What needs to be done:
Update the items from the start up to and including the line with "<point>709,96</point>" by replacing "overcast sky" with "gray sky", leaving everything else unchanged. Leave the pictures out of your answer.

Material:
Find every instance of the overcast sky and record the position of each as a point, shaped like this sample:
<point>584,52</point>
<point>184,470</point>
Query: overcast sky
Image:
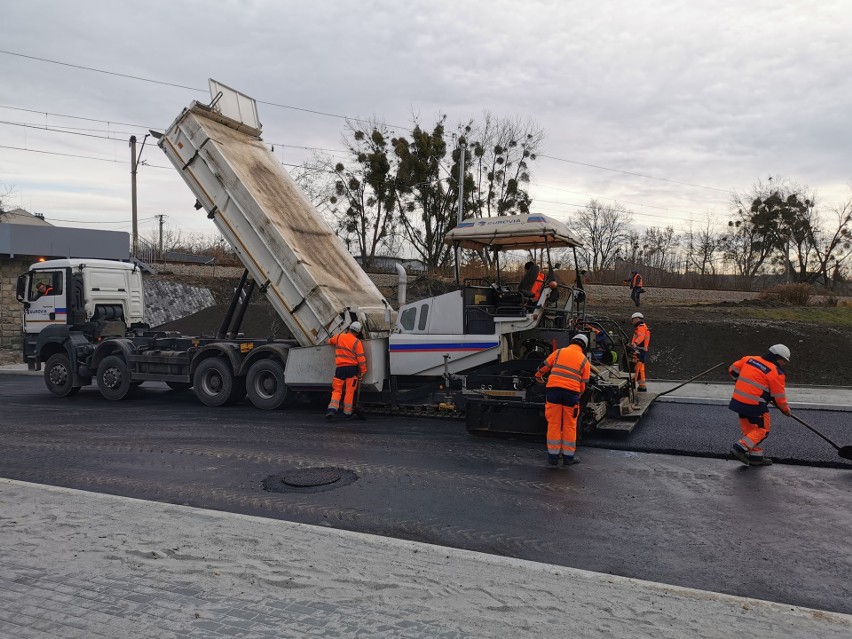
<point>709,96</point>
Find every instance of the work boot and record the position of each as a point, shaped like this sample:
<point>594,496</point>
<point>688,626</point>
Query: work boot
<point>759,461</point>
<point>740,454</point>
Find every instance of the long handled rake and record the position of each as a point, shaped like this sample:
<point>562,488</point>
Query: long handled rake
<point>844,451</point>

Exercise answer:
Find every instance of the gray sky and record the position of each as a point, shaped like this sample:
<point>584,52</point>
<point>184,470</point>
Query: gray sky
Image:
<point>709,96</point>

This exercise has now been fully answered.